Collected data entries
****************
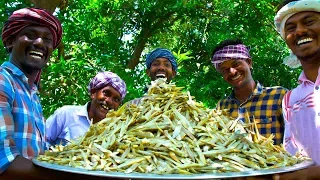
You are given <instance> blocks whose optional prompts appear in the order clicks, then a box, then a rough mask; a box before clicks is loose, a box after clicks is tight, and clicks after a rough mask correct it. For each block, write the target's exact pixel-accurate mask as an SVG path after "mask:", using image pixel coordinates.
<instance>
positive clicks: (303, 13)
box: [285, 11, 320, 25]
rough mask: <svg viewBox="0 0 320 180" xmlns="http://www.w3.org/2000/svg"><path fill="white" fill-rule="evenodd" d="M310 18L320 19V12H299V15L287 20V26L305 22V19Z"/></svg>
mask: <svg viewBox="0 0 320 180" xmlns="http://www.w3.org/2000/svg"><path fill="white" fill-rule="evenodd" d="M308 17H320V13H319V12H314V11H302V12H299V13H297V14H294V15H293V16H291V17H290V18H289V19H288V20H287V22H286V24H285V25H288V24H292V23H296V22H298V21H301V20H304V19H306V18H308Z"/></svg>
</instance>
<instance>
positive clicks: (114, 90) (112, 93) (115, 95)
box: [100, 85, 121, 97]
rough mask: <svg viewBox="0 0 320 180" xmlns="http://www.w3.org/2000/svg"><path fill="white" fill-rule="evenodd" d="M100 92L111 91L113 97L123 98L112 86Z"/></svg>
mask: <svg viewBox="0 0 320 180" xmlns="http://www.w3.org/2000/svg"><path fill="white" fill-rule="evenodd" d="M100 91H109V92H110V93H111V94H112V96H118V97H120V96H121V94H120V92H119V91H118V90H116V89H115V88H114V87H112V86H110V85H107V86H104V87H102V88H101V89H100Z"/></svg>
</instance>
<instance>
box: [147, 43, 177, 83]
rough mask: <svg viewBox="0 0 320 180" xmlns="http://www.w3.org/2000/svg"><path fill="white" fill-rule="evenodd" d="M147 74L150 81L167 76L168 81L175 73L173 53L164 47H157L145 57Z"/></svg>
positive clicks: (176, 64)
mask: <svg viewBox="0 0 320 180" xmlns="http://www.w3.org/2000/svg"><path fill="white" fill-rule="evenodd" d="M146 66H147V75H148V76H149V77H150V78H151V80H152V81H154V80H156V79H158V78H167V81H168V82H170V81H171V80H172V78H174V76H175V75H176V73H177V68H178V64H177V61H176V59H175V57H174V56H173V54H172V53H171V52H170V51H169V50H168V49H164V48H157V49H155V50H153V51H152V52H150V53H149V54H148V55H147V58H146Z"/></svg>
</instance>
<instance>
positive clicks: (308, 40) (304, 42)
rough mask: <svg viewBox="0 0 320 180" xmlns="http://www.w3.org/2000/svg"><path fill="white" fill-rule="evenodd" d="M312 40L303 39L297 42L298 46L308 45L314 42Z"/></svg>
mask: <svg viewBox="0 0 320 180" xmlns="http://www.w3.org/2000/svg"><path fill="white" fill-rule="evenodd" d="M312 40H313V39H312V38H306V39H301V40H299V41H298V42H297V45H298V46H301V45H303V44H307V43H309V42H312Z"/></svg>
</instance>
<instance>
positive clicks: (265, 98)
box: [217, 82, 287, 144]
mask: <svg viewBox="0 0 320 180" xmlns="http://www.w3.org/2000/svg"><path fill="white" fill-rule="evenodd" d="M286 92H287V89H285V88H283V87H280V86H276V87H263V86H262V85H261V84H260V83H259V82H257V86H256V88H255V89H254V91H253V92H252V94H251V96H250V97H249V98H248V99H247V100H246V101H245V102H243V103H242V104H240V102H239V101H238V100H237V99H236V98H235V96H234V93H233V92H232V93H231V94H230V95H229V96H228V97H226V98H224V99H221V100H220V101H219V102H218V104H217V109H228V110H229V115H230V116H231V117H233V118H237V117H238V116H239V118H240V119H241V120H242V121H245V117H246V114H247V113H248V115H249V118H250V120H253V119H254V120H255V121H256V123H257V127H258V129H259V131H260V134H261V135H263V136H265V137H269V136H270V135H271V134H273V135H275V137H274V139H273V140H274V143H275V144H280V143H282V140H283V132H284V123H283V116H282V108H281V104H282V98H283V96H284V95H285V94H286Z"/></svg>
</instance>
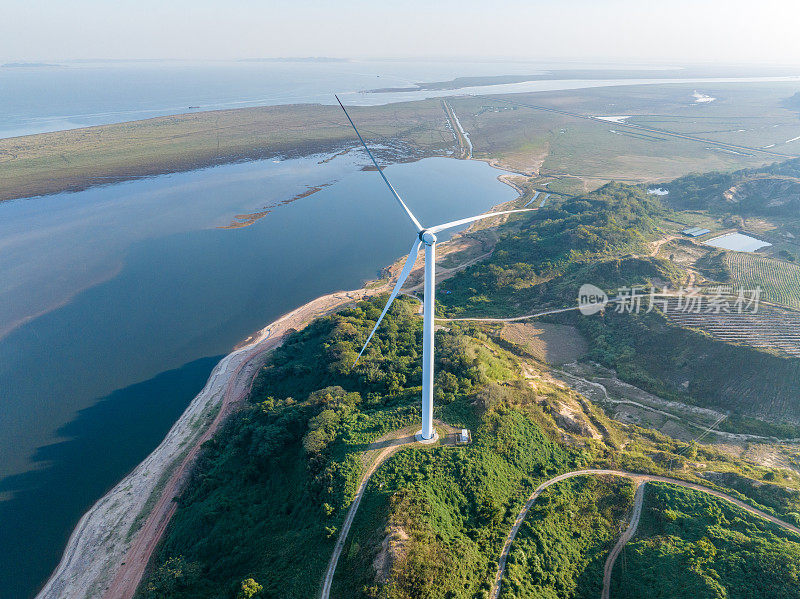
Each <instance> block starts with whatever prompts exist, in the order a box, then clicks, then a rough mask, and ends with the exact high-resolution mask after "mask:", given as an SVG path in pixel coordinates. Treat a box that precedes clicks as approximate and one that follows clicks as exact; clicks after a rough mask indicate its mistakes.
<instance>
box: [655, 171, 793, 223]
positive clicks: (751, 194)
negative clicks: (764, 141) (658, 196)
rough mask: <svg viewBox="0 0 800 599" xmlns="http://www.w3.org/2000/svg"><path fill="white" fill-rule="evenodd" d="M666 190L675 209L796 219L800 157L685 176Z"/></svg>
mask: <svg viewBox="0 0 800 599" xmlns="http://www.w3.org/2000/svg"><path fill="white" fill-rule="evenodd" d="M667 189H668V190H669V192H670V193H669V203H670V205H671V206H672V207H673V208H676V209H682V210H687V209H688V210H711V211H713V212H721V213H734V214H739V215H742V216H752V215H761V216H788V217H795V218H796V217H797V216H798V215H800V159H798V160H788V161H786V162H781V163H775V164H771V165H768V166H764V167H761V168H756V169H743V170H739V171H735V172H732V173H720V172H717V173H702V174H691V175H686V176H685V177H681V178H679V179H676V180H674V181H672V182H671V183H670V184H669V185H668V186H667Z"/></svg>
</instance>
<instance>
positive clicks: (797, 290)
mask: <svg viewBox="0 0 800 599" xmlns="http://www.w3.org/2000/svg"><path fill="white" fill-rule="evenodd" d="M725 263H726V265H727V267H728V268H729V269H730V273H731V278H732V280H733V282H734V283H735V284H736V285H739V286H742V287H744V288H746V289H755V287H756V286H759V287H761V290H762V292H763V294H762V296H761V297H762V298H763V299H765V300H767V301H770V302H775V303H778V304H783V305H784V306H789V307H790V308H797V309H800V265H797V264H790V263H787V262H781V261H780V260H773V259H771V258H766V257H764V256H757V255H755V254H749V253H745V252H727V253H726V255H725Z"/></svg>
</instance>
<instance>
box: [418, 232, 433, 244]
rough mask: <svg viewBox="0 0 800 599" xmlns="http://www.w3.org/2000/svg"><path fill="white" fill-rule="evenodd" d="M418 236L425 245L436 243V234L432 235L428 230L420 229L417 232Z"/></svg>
mask: <svg viewBox="0 0 800 599" xmlns="http://www.w3.org/2000/svg"><path fill="white" fill-rule="evenodd" d="M419 238H420V240H421V241H422V243H424V244H425V245H433V244H434V243H436V235H434V234H433V233H431V232H430V231H421V232H420V234H419Z"/></svg>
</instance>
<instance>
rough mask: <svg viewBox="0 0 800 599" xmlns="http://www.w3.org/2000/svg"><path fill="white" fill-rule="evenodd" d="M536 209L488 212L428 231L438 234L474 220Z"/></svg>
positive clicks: (479, 214) (442, 225) (457, 220)
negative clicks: (499, 211)
mask: <svg viewBox="0 0 800 599" xmlns="http://www.w3.org/2000/svg"><path fill="white" fill-rule="evenodd" d="M535 210H536V208H522V209H519V210H503V211H502V212H490V213H489V214H479V215H478V216H470V217H469V218H462V219H461V220H454V221H453V222H449V223H444V224H443V225H436V226H435V227H431V228H430V229H428V231H430V232H431V233H438V232H439V231H444V230H445V229H452V228H453V227H458V226H461V225H466V224H467V223H472V222H475V221H476V220H483V219H484V218H491V217H493V216H500V215H501V214H515V213H517V212H534V211H535Z"/></svg>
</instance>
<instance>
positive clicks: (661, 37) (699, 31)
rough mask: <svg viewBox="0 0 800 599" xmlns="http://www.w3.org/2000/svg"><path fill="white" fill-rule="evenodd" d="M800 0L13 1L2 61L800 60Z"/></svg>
mask: <svg viewBox="0 0 800 599" xmlns="http://www.w3.org/2000/svg"><path fill="white" fill-rule="evenodd" d="M798 23H800V1H798V0H758V1H753V0H547V1H545V0H526V1H517V0H507V1H502V0H482V1H477V0H438V1H437V0H404V1H402V2H397V1H394V2H392V1H389V2H386V1H383V2H381V1H380V0H372V1H366V0H328V1H323V0H291V1H280V2H277V1H274V0H261V1H256V0H225V1H222V0H193V1H188V0H158V1H156V0H135V1H134V0H0V61H2V62H9V61H57V60H69V59H92V58H112V59H143V58H150V59H158V58H173V59H175V58H176V59H200V60H205V59H237V58H267V57H301V56H303V57H305V56H330V57H341V58H431V59H440V58H471V59H475V58H484V59H519V60H532V59H533V60H548V59H577V60H594V61H597V60H610V61H614V60H624V61H627V62H631V61H638V62H649V63H675V62H680V63H689V62H691V63H707V62H715V63H726V64H740V63H778V64H794V65H800V35H798Z"/></svg>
****************
**Goal of the exercise:** Please pull out every line of the records containing the string "negative" and copy each one in full.

**Written solution:**
negative clicks: (764, 141) (658, 196)
negative clicks: (499, 211)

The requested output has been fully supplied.